*STORED ROWS*.

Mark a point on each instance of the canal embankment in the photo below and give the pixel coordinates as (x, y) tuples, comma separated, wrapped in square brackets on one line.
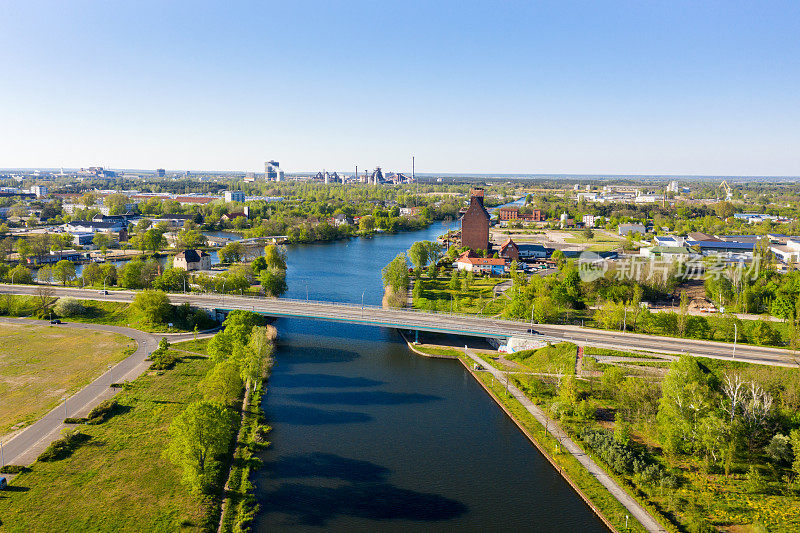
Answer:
[(615, 506)]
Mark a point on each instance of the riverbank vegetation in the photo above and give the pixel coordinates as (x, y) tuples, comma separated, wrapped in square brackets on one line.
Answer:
[(150, 311), (133, 487), (40, 364), (703, 443)]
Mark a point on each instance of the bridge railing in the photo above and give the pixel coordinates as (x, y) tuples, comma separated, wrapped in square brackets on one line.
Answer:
[(357, 306)]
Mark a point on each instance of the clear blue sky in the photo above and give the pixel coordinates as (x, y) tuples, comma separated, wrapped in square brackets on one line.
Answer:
[(508, 87)]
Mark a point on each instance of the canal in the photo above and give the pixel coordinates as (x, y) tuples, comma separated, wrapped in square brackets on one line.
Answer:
[(368, 436)]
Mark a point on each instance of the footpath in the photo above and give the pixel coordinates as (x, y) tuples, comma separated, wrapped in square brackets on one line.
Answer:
[(636, 510), (24, 447)]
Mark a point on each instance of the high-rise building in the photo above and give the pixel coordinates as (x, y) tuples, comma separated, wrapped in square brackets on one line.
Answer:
[(234, 196), (273, 171)]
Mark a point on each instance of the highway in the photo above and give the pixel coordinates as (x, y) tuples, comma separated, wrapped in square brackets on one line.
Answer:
[(469, 325)]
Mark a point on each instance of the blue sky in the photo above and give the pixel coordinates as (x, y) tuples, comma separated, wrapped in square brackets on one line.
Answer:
[(506, 87)]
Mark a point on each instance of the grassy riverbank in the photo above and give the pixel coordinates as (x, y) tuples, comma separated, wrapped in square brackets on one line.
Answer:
[(588, 487), (119, 480), (733, 475), (40, 364)]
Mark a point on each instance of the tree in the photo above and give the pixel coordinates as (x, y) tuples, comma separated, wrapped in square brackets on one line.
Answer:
[(433, 270), (20, 274), (92, 274), (724, 210), (558, 257), (683, 316), (273, 281), (172, 279), (275, 257), (233, 252), (454, 284), (222, 383), (154, 306), (68, 307), (685, 400), (101, 241), (395, 274), (418, 254), (45, 274), (366, 224), (64, 271), (153, 240), (197, 436)]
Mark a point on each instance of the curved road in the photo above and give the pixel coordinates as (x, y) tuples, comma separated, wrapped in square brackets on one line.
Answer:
[(469, 325), (24, 447)]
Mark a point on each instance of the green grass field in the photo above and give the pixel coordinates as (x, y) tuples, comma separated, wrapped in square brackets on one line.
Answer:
[(41, 364), (477, 299), (119, 480), (556, 359)]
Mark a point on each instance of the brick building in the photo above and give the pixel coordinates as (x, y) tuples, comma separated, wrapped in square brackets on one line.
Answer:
[(475, 223), (512, 213)]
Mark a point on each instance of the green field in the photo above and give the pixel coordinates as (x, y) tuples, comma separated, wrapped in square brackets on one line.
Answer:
[(477, 299), (118, 480), (41, 364), (555, 359)]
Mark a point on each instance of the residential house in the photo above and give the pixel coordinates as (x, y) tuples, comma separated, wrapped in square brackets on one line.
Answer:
[(480, 265), (192, 260), (625, 229)]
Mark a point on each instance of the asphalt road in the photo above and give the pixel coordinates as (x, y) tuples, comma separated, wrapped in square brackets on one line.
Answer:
[(470, 325), (26, 445)]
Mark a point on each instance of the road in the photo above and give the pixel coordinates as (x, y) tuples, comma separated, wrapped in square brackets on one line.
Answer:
[(636, 510), (469, 325), (25, 446)]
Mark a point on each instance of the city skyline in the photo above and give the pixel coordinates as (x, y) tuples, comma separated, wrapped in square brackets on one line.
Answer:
[(591, 88)]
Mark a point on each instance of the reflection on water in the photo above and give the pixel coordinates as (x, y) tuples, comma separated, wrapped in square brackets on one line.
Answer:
[(369, 437)]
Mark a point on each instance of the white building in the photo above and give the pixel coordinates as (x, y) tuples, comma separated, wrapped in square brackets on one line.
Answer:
[(625, 229), (192, 260), (234, 196)]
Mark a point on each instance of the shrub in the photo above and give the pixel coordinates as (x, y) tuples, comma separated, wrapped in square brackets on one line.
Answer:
[(64, 446), (103, 411), (69, 307), (163, 359)]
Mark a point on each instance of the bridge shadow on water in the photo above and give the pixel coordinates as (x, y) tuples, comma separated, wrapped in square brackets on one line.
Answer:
[(363, 398), (329, 381), (365, 493), (298, 355)]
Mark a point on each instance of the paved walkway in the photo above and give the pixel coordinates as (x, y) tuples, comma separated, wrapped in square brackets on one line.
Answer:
[(555, 430), (24, 447)]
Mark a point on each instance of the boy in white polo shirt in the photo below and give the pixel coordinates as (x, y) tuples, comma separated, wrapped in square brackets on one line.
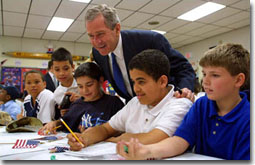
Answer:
[(151, 116)]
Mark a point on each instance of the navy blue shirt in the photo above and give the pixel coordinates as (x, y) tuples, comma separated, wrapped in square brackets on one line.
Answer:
[(226, 137), (90, 114)]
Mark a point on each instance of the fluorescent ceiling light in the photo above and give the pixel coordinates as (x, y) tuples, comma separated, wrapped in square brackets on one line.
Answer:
[(59, 24), (82, 1), (158, 31), (201, 11)]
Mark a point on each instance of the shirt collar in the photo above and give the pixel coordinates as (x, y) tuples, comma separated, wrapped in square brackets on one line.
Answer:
[(233, 115), (156, 109), (118, 50)]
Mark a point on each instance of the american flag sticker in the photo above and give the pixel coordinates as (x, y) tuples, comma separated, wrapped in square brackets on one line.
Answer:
[(22, 143)]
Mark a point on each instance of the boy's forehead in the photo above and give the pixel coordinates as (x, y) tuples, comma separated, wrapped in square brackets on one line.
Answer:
[(60, 63), (33, 76), (136, 73)]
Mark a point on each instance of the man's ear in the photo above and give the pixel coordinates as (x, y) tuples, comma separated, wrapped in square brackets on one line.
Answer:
[(8, 97), (240, 79), (44, 84), (117, 27), (163, 81), (101, 80), (73, 67)]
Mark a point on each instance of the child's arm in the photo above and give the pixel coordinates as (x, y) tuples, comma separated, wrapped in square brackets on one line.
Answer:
[(93, 135), (151, 137), (166, 148)]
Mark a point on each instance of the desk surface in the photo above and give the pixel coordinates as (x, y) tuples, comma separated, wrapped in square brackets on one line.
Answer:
[(100, 151)]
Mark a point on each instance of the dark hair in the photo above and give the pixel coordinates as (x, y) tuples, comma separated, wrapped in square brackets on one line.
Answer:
[(50, 63), (89, 69), (62, 54), (153, 62), (233, 57), (34, 71)]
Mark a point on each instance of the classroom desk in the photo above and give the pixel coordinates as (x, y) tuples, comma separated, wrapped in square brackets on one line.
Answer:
[(100, 151)]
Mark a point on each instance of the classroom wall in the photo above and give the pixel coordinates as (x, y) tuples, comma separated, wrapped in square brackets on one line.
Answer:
[(196, 50), (37, 46)]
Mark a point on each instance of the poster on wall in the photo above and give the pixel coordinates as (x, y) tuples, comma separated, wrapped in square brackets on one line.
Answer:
[(15, 76), (11, 77)]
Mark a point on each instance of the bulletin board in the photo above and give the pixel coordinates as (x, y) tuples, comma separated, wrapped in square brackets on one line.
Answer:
[(14, 76)]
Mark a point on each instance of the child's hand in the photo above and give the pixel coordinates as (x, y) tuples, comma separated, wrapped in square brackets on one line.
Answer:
[(185, 93), (63, 112), (48, 128), (133, 150), (74, 144), (19, 116)]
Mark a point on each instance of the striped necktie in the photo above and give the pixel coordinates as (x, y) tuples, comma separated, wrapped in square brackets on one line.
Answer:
[(118, 75)]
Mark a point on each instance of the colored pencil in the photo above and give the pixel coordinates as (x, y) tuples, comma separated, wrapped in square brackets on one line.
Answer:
[(69, 129)]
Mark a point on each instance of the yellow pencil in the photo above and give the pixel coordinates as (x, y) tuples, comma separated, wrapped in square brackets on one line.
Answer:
[(47, 131), (71, 132)]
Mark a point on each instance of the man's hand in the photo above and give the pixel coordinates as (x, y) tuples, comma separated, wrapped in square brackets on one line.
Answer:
[(74, 144), (185, 93), (135, 150), (48, 128), (19, 116)]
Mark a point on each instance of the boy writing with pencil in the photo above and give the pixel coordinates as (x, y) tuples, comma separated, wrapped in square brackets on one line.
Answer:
[(39, 102), (218, 124), (151, 116), (63, 68), (94, 107)]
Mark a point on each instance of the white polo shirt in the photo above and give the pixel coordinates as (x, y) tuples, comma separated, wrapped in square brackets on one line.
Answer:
[(138, 118)]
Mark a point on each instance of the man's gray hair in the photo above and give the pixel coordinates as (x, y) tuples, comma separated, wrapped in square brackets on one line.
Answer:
[(110, 15)]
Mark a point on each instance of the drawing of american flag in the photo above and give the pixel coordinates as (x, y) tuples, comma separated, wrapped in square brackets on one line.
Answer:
[(23, 143)]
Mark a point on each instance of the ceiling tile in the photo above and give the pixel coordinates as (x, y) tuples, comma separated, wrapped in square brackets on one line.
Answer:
[(181, 8), (154, 7), (160, 19), (33, 33), (110, 3), (44, 7), (70, 9), (52, 35), (225, 2), (233, 19), (170, 35), (38, 22), (82, 15), (179, 38), (215, 32), (70, 36), (219, 15), (191, 40), (20, 6), (84, 38), (244, 5), (132, 5), (176, 45), (240, 24), (14, 19), (187, 27), (123, 13), (201, 30), (172, 25), (13, 31), (125, 28), (77, 27), (136, 19)]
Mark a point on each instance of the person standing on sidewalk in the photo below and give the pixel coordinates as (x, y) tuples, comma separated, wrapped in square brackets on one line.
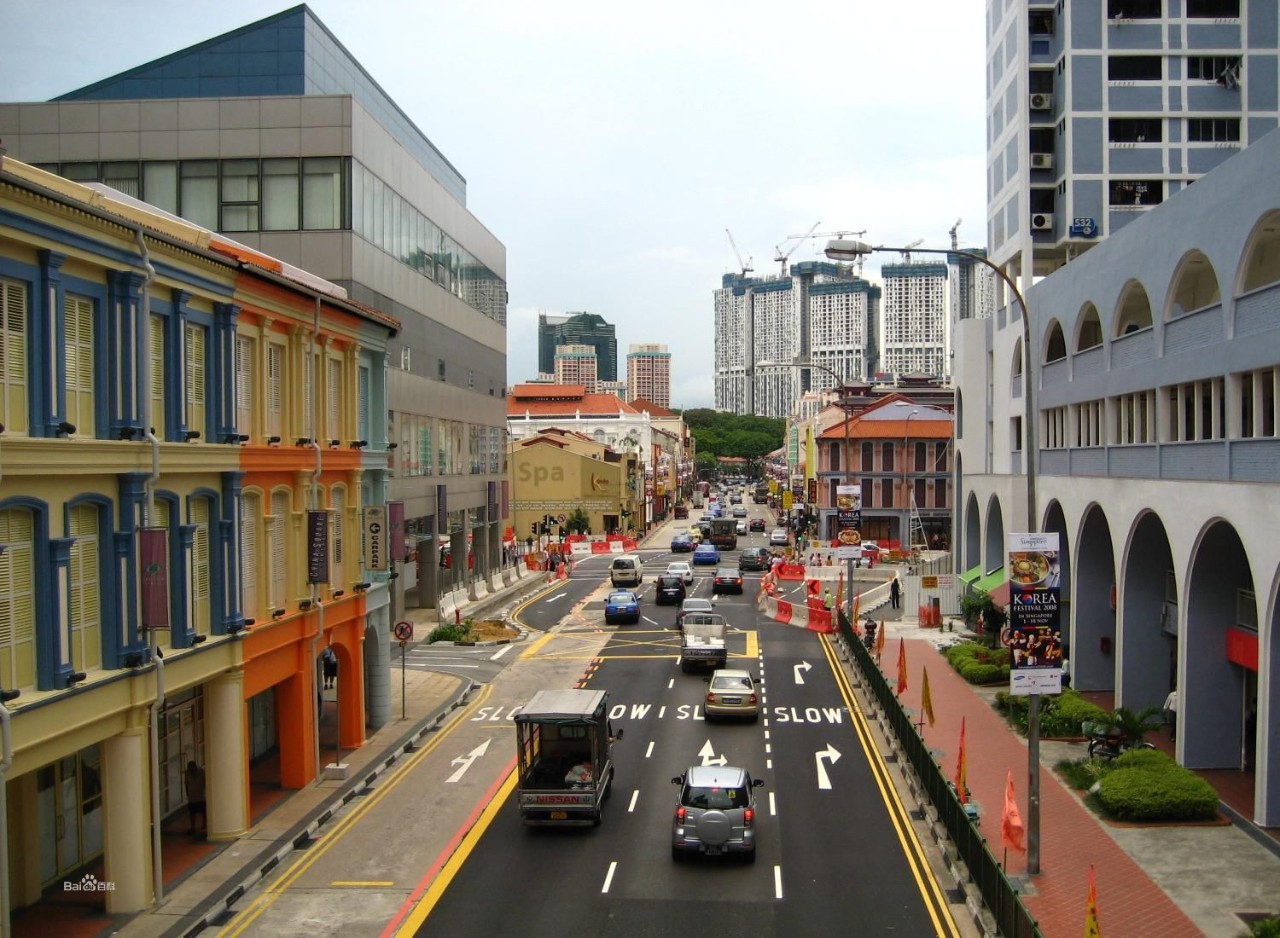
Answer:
[(1171, 713)]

*THE EXERCISE*. Reproduce word for word the item lines that begin at the line containing "Mark a point on each instance of the grassy" and end after the line containing "[(480, 265), (192, 260), (625, 229)]".

*COMPLETED TASK*.
Mark a point on each instance of the grassy riverbank in the photo above and give the pixel coordinates as (x, y) tuples, comma separated, wrapped in square brackets on one line.
Answer:
[(588, 487), (119, 480), (733, 475), (40, 364)]
Mark a point on each instance of the tree in the photo above and give the pixel coordinates as (x, y) tuples, comma separated, wrapped in square brackets on one line.
Answer:
[(433, 270), (20, 274), (92, 274), (724, 210), (558, 257), (683, 316), (273, 281), (172, 279), (275, 257), (233, 252), (454, 284), (222, 383), (154, 306), (68, 307), (685, 400), (101, 241), (395, 274), (418, 254), (45, 274), (366, 224), (64, 271), (153, 240), (197, 436)]
Mark a point on each instance of the curved road in the photo above and give the pixel coordinates as (x, y) tuples, comma separated, wrapped in square brackets on one line.
Answer:
[(469, 325), (24, 447)]
Mark a point on each instance of the green grass field in the photo above and give the pixel coordinates as (x, y) tuples, comma separated, wrapped in square brackets on one line.
Answer:
[(41, 364), (477, 299), (119, 480), (556, 359)]
Mark a point on each instance of the brick building in the photo above and give the pixel coordinates as (x, y) tuples, comma separated, wrapped in square brackets on one line.
Answer:
[(475, 223), (512, 213)]
Mark a point on each instance of the green field in the photo above and give the pixel coordinates as (x, y) tuples, comma separated, wrapped in square brackets on one line.
Answer:
[(477, 299), (118, 480), (41, 364), (555, 359)]
Mark a point on each instance of the residential house in the photo above and give the pixel coordinates as (x, y) tuples, comma separated, wrapped in square brackets on one line.
Answer:
[(480, 265), (192, 260), (625, 229)]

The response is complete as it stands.